TASK DETAILS: Reproduce every one of the records below word for word.
..........
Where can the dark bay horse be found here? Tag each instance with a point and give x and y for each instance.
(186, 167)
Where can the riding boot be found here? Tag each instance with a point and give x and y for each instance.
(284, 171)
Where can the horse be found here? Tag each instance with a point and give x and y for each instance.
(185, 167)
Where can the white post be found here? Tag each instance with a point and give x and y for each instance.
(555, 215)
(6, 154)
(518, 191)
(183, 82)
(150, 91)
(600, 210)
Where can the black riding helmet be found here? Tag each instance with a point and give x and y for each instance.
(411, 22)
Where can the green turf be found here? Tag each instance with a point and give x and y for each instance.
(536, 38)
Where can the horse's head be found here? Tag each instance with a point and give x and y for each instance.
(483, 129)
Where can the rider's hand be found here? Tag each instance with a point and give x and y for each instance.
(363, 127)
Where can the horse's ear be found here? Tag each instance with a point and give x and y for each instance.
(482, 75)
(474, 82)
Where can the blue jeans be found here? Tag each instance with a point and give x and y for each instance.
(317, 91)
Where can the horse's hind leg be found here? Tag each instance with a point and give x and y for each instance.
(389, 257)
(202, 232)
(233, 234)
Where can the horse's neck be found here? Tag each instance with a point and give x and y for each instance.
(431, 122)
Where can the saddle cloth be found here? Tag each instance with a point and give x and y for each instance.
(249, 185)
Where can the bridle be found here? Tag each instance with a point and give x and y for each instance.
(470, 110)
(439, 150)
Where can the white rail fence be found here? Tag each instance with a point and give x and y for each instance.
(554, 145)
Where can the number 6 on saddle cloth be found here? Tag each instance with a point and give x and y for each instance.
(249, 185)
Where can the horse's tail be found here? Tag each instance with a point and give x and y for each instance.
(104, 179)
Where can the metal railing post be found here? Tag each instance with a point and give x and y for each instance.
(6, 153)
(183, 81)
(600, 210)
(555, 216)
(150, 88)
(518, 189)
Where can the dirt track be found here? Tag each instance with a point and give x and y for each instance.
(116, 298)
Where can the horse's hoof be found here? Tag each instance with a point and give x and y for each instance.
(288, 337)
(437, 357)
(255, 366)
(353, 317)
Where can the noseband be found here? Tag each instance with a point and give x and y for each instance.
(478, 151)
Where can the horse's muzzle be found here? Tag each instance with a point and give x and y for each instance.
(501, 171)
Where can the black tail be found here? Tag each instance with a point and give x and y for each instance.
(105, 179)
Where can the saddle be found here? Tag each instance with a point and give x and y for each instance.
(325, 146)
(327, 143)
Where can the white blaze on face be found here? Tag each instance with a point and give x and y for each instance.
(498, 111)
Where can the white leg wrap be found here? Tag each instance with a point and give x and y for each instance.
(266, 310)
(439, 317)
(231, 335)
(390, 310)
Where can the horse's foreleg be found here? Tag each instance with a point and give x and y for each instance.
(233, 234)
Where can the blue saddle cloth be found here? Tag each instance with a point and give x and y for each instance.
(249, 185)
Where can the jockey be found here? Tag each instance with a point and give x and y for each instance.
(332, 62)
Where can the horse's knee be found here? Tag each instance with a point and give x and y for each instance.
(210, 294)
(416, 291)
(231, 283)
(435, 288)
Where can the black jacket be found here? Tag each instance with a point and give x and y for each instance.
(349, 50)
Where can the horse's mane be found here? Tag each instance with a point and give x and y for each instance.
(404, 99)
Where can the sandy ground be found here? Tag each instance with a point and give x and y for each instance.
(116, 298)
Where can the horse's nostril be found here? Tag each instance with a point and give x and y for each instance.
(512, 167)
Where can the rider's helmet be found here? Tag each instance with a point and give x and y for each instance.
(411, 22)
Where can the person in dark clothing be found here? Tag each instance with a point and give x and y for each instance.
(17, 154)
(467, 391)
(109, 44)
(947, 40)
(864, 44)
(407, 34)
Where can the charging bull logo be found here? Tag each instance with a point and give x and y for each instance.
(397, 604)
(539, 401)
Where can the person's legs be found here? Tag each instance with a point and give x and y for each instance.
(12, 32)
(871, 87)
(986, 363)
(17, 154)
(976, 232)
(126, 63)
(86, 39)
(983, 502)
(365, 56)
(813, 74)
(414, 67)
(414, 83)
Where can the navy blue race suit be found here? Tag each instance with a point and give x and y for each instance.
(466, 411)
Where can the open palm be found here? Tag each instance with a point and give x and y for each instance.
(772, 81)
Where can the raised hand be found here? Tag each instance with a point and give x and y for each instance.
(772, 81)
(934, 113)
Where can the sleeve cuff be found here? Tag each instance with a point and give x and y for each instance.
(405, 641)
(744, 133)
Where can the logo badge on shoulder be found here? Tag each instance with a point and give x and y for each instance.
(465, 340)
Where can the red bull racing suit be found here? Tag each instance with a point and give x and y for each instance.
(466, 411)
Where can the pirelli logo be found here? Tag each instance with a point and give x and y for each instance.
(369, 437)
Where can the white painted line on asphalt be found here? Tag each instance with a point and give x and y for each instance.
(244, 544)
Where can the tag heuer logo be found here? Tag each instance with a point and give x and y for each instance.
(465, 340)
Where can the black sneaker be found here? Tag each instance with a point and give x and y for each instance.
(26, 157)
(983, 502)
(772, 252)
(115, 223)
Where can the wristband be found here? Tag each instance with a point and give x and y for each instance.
..........
RESPONSE BELOW:
Where can the dark bay horse be found here? Tag each instance with a point and give x and y for each instance.
(186, 167)
Where can the riding boot be found here? Tag each instance with a point and give x and y for each instance.
(284, 171)
Where can the horse be found here? Tag each instance with a point and give x and y for each instance.
(185, 167)
Where can the white post be found here? Tag each instance with a point and give x and y for each instance.
(555, 215)
(6, 154)
(518, 191)
(183, 82)
(150, 91)
(600, 210)
Where can the black riding helmet be found here? Tag each instance with a point and give x and y for each instance.
(411, 22)
Where can the green turf be found here? Tag each instance with a point and give x and y for each instance.
(536, 38)
Where can the horse's head be found here? Tag each instance with a point and give x and y for each instance.
(483, 129)
Where can the rider's hand be found here? Tag each instance with a point and give x and y for each instance.
(363, 127)
Where can the horse's ear be found here? Tag each instance with a point and give x and y for each instance.
(482, 75)
(474, 82)
Where can the blue jeans be found here? Tag each instance with a point and give x and y for each instance.
(317, 91)
Where can the horse's hind leg be found here? Tag each instance with a point and give x and y for each instance.
(389, 257)
(202, 232)
(233, 234)
Where can the horse's neck be found here? Tag each instance with a point and give x and y for each instance.
(431, 122)
Where can the saddle cloth be found here? Tag each instance with a point and give x and y for each instance.
(249, 185)
Where can the bridle be found here? Tag each instance with a point and give x and y for each instance.
(470, 110)
(439, 150)
Where can the white rail fence be found here? Tag each instance with a point and give x and y for each instance.
(554, 145)
Where can the number 6 on saddle cloth be found here? Tag each instance with a point and give x and y for each instance.
(249, 185)
Where can the horse's tail be found here? Tag each instance with a point and give x and y for each instance.
(104, 179)
Where can the metal railing post be found here? Tag each instance with a point and give x and y for each instance.
(6, 153)
(183, 81)
(600, 210)
(555, 216)
(150, 88)
(518, 189)
Where can the dirt track be found here? Tag each instance with a point and give x and y for each instance.
(116, 298)
Where can the horse's hoof be found here? Tag each instance with a point and give x and y for each instance.
(288, 337)
(437, 357)
(255, 366)
(353, 317)
Where can the noseband be found here? Tag each instance with a point and give x and y for each instance.
(478, 151)
Where can the horse's muzzle be found here? Tag each instance with a point and give x and y for each instance.
(501, 171)
Where can the black tail be found here? Tag each instance with a point and give x and y for each instance.
(105, 179)
Where can the saddle be found here? Tag each instance with a point and give x and y for each instance.
(325, 146)
(327, 143)
Where can the white blaze on face be found here? Tag each instance with a point and give x and y for each instance.
(498, 111)
Where can the white leg wrap be found here? Tag each instance with a point and give x and y for each instance.
(266, 310)
(439, 317)
(231, 335)
(390, 310)
Where can the horse's foreleg be found here? Tag each instance with a point and give x and y for each instance.
(233, 234)
Where can the blue saddle cloth be found here? Tag each instance with a point and give x and y for each instance.
(249, 185)
Where can the jockey be found here? Tag each instance with a point and give x and y for each instance.
(332, 62)
Where can the horse's knee be found here? Tag each instance with a point and give x and y for each instance.
(210, 294)
(416, 291)
(231, 283)
(435, 288)
Where can the black jacket be found here? Tag each instance with a point and give x and y for each instance.
(349, 50)
Where can the horse's mane be found here? Tag each instance with a point and give x and y for each instance.
(404, 99)
Where can the sandy ground be found here? Tag each instance with a point and give x and y for each instance.
(116, 298)
Where can the horse's nostril be found here? Tag each instance with a point and give x and y for each instance.
(512, 167)
Where can the rider's helmet be found here? Tag each instance with a point and give x and y for each instance.
(411, 22)
Where can the person in dark clothing be found here? Tag each instance with a point and give x and y for each instance.
(17, 154)
(467, 391)
(109, 44)
(947, 40)
(864, 44)
(407, 34)
Where can the charging bull logo be found here? Tag each instance with a point and give x and y for each instance.
(397, 604)
(539, 401)
Where can the person's legs be found here? Tag each instance with a point and give x and y for each instance.
(12, 32)
(871, 87)
(986, 363)
(17, 154)
(976, 232)
(126, 63)
(86, 39)
(983, 502)
(365, 56)
(813, 74)
(414, 67)
(414, 83)
Where can the navy blue race suit be found here? Tag each instance with a point and give x and y for each instance.
(466, 411)
Where can the open palm be found here? Tag each instance with a point and give x and y for each instance.
(772, 81)
Where can the raised hand be found here? Tag each instance with a point and give x and y for each instance.
(772, 81)
(934, 113)
Where can the sleeve cuff be found here? Tag each instance with a point and give x and y for each instance.
(405, 641)
(744, 133)
Where can the logo badge on shoulder be found here? Tag each instance with a point and give x and y for each instance.
(465, 340)
Where can the red bull racing suit be found here? Tag each instance with a point and give x and y for each instance.
(466, 411)
Where can the pirelli logo be found here? Tag each instance with a point and give x and y for each instance.
(369, 437)
Where can the white painted line on asphalt be found here? Tag each instance with a point and give x and y for each instance.
(244, 544)
Where can the tag heuer logo be found here? Tag each instance with a point and give x and y for each instance.
(465, 340)
Where can the black sneaker be found here? Tag each instance with a point and give x and y for each instance.
(26, 157)
(983, 502)
(772, 252)
(115, 223)
Where can the wristband be found here? Tag each instance with a point and give x and y for each instance.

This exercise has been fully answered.